* **CONSIGNE**
Pouvez-vous résumer en deux phrases le passage sur la cardiomyopathie hypertrophique ?
*** TEXTE À EXAMINER
Aujourd’hui, pour moi, apparition récente de troubles au niveau du rythme cardiaque (tachycardie ventriculaire et auriculaire) entraînant une certaine appréhension, sachant que le risque de reprise de l’hypertrophie du muscle cardiaque n’est pas écarté. Cette situation va me conduire certainement à accepter les conseils de mes cardiologues et la pose à nouveau d’un défibrillateur implantable, cette fois-ci sous-cutané, sans électrodes intracardiaques, et par conséquent sans risque d’endocardite.
La cardiomyopathie hypertrophique est une maladie évolutive, coriace, avec parfois, et c’est mon cas, une fibrose myocardique progressive, pouvant aboutir à la longue à une véritable insuffisance cardiaque. L’ insuffisance cardiaque est une incapacité du cœur à pomper suffisamment de sang pour répondre aux besoins de l'organisme. Problème de santé grave et souvent mortel.
L’hygiène de vie se doit alors d’être impérative, prise au sérieux et avec considération, chez toutes les personnes atteintes de cardiomyopathie hypertrophique, afin d’ éviter son aggravation vers l’insuffisance cardiaque : pas d’alcool, ne pas fumer, manger sainement, prendre correctement ses traitements pour le cœur, se reposer, ne pas saler, et pratiquer une activité physique régulière et modérée, en loisir et hors compétition.
Mes conseils pour prendre soin de soi sont les suivants :
- Faire de l'exercice régulièrement de façon modérée comme la marche à pied, faire du vélo, de la natation, ce qui permet de se maintenir en forme, de lutter contre la fatigue et cela contribue ainsi à l'épanouissement et à la confiance en soi,
- Maintenir un poids raisonnable, c'est avoir moins de charge pondérale et être moins essoufflé,
- Aller voir rapidement son médecin traitant si l'on constate toute anomalie dans son corps.
L’insuffisance cardiaque se révèle sous l'acronyme
E.P.O.F : Essoufflement, Prise de poids, Œdèmes, Fatigue. N'attendons pas de ressentir ces symptômes pour agir ! Adoptons dans notre quotidien l’acronyme E.P.O.N : Exercice, Prendre son poids, Observance, Ne pas saler.
Image de Clémence
Comme le disait le Philosophe Sénèque : "Hâte-toi de bien vivre et songe que chaque jour est à lui seul une vie".
Quel est votre regard sur l’avenir ? Dans quel état d’esprit êtes-vous actuellement ? Existe-t-il des chances de transmission de la maladie à vos futurs enfants ? Est-ce que cela vous inquiète ?
******
*** DONNÉES FOURNIES
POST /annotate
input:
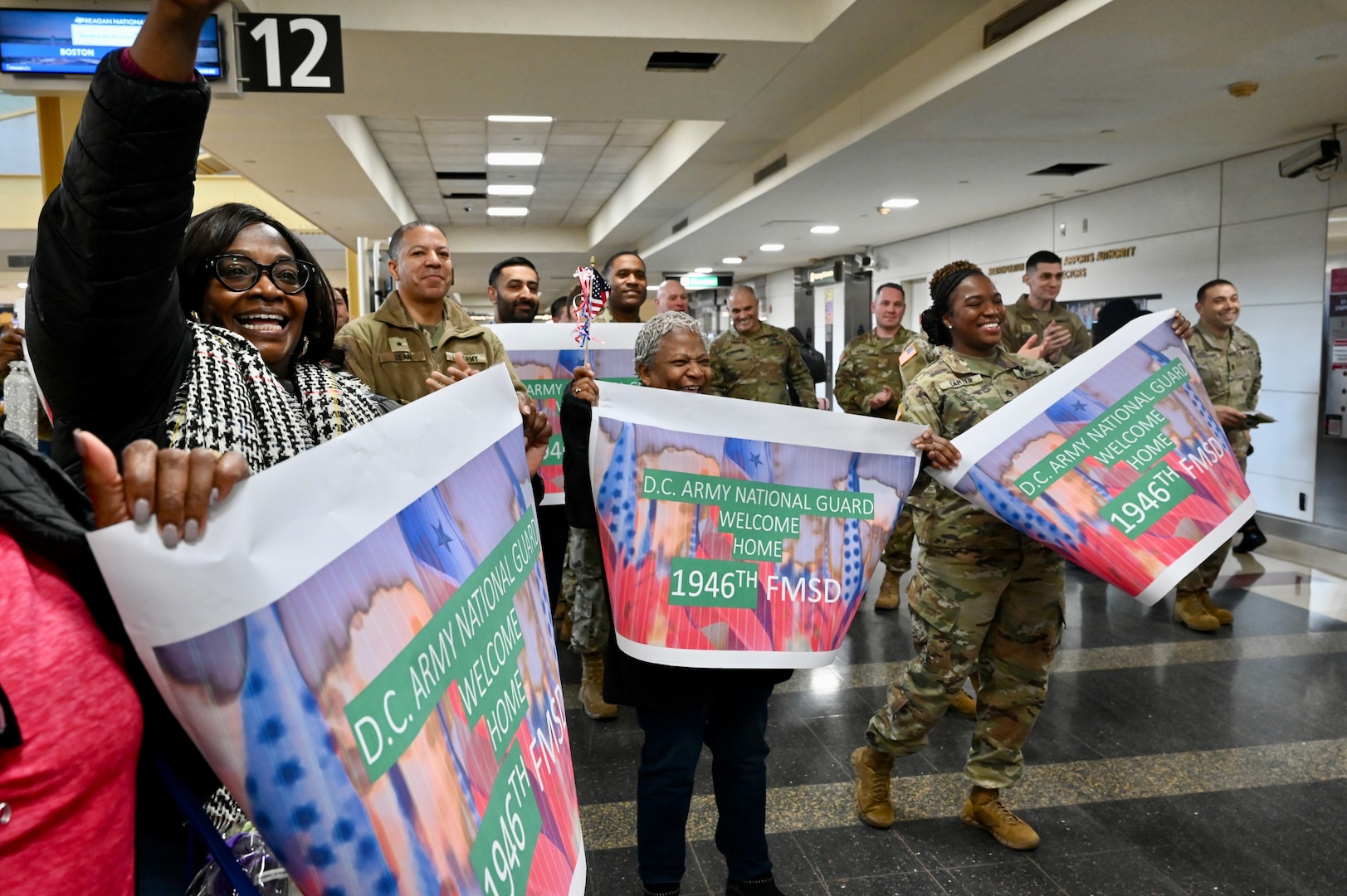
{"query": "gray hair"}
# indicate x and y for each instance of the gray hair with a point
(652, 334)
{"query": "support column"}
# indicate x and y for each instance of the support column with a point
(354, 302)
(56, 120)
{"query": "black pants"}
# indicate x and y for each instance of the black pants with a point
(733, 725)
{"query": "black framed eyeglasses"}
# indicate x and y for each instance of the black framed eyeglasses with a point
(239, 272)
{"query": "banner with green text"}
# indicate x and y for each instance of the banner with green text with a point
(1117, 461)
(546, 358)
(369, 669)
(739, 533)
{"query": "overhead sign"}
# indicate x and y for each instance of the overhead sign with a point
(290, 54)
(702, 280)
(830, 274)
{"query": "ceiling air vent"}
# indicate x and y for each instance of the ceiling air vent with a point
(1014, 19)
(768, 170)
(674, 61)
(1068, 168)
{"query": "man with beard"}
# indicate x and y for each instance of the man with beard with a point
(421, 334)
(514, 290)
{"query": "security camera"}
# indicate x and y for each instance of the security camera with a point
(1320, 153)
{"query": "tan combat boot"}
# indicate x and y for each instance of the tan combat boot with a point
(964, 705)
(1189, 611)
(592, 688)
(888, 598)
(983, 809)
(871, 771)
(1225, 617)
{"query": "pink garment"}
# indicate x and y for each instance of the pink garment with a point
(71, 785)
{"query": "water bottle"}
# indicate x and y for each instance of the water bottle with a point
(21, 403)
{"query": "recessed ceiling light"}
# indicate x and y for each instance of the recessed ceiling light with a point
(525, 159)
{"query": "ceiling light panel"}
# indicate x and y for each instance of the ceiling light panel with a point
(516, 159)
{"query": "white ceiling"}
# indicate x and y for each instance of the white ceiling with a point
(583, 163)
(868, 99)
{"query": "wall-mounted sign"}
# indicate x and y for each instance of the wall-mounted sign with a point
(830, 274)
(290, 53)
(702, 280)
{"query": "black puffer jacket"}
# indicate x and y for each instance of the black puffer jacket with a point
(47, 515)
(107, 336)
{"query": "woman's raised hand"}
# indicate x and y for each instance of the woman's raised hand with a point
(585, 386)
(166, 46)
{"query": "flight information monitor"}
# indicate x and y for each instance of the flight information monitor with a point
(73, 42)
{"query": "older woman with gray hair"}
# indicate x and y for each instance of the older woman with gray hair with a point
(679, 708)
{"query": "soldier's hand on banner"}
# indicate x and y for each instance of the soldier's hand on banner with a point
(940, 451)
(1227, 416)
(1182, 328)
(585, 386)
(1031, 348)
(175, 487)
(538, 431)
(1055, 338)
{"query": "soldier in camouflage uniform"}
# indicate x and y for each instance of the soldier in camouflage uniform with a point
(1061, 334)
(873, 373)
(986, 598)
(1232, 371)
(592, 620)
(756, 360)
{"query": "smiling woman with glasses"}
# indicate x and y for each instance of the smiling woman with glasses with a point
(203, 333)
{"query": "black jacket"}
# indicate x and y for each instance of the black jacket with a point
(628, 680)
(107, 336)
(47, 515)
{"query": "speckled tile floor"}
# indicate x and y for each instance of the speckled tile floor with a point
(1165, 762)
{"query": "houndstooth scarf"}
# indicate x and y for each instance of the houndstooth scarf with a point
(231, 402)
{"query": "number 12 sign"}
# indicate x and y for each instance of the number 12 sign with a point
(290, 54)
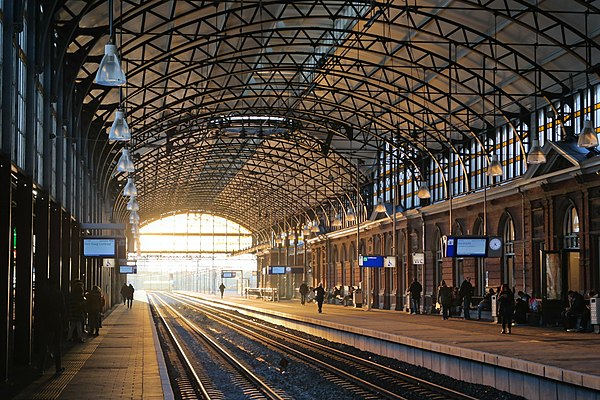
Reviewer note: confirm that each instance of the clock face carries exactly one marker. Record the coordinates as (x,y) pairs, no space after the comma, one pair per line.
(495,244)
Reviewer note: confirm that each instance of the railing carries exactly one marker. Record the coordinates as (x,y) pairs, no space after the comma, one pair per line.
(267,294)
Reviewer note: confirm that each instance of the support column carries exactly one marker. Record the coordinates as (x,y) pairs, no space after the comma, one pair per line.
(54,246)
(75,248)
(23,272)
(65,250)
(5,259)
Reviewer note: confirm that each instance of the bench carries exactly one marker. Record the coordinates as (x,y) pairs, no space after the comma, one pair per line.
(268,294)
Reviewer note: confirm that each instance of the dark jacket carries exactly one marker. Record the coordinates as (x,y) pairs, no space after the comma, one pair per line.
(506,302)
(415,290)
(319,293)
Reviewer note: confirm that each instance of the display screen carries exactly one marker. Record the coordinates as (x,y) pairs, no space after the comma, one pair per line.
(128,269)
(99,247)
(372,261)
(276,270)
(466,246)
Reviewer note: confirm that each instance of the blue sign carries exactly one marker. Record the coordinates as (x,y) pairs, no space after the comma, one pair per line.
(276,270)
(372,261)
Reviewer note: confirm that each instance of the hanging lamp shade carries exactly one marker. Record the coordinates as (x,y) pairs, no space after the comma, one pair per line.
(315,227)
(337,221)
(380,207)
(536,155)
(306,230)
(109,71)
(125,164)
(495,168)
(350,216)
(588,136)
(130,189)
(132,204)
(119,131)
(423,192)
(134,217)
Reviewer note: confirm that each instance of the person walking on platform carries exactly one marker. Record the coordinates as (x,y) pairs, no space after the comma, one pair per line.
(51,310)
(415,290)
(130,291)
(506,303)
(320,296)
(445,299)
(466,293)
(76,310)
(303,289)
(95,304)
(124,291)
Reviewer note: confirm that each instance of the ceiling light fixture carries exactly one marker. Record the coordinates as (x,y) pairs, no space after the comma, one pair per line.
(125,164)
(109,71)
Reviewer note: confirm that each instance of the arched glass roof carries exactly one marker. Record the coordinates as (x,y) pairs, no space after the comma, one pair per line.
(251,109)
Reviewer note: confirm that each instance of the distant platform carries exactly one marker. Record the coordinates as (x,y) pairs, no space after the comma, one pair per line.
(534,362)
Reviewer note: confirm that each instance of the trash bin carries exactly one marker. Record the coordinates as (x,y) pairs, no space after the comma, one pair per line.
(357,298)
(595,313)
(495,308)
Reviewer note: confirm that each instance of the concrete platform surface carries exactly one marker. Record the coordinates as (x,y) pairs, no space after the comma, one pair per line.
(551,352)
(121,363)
******
* **RÉPONSE**
De récents troubles du rythme cardiaque, joints au risque de reprise de l’hypertrophie du muscle cardiaque, vont sans doute mener à la pose d’un nouveau défibrillateur implantable, cette fois sous-cutané et sans risque d’endocardite. La cardiomyopathie hypertrophique pouvant évoluer vers l’insuffisance cardiaque, le passage prône une hygiène de vie rigoureuse, résumée par l’acronyme E.P.O.N : Exercice, Prendre son poids, Observance, Ne pas saler.